■ What you have to do
Locate every line in the entries below that contains the string "green", treating uppercase and lowercase as different, and copy each of those lines.
>> START Supplied material
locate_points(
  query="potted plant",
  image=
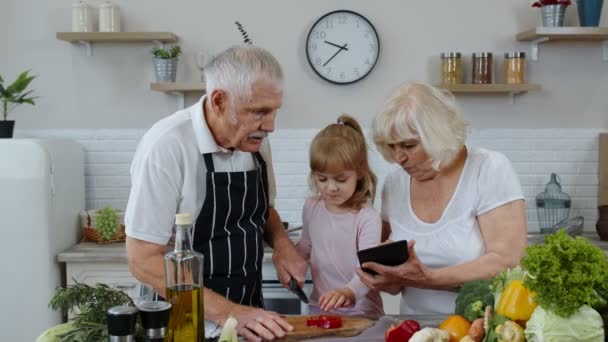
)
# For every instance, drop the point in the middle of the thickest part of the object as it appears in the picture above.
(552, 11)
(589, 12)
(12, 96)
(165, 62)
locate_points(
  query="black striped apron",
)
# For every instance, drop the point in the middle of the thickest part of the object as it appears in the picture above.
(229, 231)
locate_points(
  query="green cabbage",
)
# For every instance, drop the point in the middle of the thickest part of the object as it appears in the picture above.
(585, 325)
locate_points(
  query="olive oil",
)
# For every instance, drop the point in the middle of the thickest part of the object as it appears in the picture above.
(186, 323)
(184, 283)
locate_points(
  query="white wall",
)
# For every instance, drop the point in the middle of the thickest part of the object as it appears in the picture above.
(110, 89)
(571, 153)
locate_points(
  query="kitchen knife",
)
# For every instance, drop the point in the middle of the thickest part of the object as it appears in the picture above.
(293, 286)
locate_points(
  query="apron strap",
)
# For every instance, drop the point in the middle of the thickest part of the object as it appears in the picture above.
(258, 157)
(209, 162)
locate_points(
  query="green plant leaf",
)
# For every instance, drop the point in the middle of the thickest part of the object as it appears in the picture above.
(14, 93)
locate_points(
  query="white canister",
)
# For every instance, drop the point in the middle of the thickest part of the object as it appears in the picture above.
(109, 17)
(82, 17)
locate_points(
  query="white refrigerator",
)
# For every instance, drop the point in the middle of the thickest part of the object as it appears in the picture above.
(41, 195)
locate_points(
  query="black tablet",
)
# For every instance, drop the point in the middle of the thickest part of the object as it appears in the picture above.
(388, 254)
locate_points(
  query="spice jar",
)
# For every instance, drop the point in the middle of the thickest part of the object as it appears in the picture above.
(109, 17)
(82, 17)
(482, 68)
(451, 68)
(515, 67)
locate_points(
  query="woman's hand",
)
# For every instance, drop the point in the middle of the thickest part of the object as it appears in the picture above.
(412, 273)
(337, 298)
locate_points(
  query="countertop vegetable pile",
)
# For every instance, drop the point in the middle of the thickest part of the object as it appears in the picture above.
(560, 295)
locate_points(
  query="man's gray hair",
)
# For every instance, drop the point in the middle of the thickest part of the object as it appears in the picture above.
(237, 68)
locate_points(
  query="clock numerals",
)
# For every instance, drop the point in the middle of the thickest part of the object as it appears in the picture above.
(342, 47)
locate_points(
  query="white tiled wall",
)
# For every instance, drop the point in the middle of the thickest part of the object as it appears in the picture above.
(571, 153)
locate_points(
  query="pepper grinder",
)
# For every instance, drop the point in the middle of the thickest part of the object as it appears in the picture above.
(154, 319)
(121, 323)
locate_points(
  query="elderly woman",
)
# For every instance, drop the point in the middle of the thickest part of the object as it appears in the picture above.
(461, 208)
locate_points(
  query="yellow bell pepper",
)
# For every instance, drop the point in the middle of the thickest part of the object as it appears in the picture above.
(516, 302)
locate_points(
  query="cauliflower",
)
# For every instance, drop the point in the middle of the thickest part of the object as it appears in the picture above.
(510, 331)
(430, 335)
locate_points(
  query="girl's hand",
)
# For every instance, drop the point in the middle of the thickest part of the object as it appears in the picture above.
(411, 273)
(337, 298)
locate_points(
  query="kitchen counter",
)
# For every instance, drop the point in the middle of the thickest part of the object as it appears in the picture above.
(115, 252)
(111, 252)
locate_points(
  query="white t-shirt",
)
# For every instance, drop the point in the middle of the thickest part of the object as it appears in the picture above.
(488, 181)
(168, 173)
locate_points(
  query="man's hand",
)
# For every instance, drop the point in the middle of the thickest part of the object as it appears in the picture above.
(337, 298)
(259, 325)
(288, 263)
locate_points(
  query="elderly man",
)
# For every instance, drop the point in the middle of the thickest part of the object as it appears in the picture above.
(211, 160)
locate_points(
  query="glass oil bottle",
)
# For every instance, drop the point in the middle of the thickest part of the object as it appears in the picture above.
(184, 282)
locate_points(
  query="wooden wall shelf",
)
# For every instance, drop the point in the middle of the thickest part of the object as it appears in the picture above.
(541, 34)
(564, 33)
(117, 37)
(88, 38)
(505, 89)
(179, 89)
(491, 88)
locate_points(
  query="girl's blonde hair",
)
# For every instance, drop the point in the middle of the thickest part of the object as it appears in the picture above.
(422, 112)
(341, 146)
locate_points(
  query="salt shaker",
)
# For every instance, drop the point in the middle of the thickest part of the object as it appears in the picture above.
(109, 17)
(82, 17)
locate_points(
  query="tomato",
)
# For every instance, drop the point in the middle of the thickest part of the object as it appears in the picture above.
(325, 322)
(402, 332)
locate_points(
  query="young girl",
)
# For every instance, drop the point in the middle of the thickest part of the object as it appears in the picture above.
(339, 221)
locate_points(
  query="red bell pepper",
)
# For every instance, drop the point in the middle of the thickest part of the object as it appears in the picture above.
>> END Supplied material
■ Solution to this task
  query="green cabbage",
  query="green plant leaf",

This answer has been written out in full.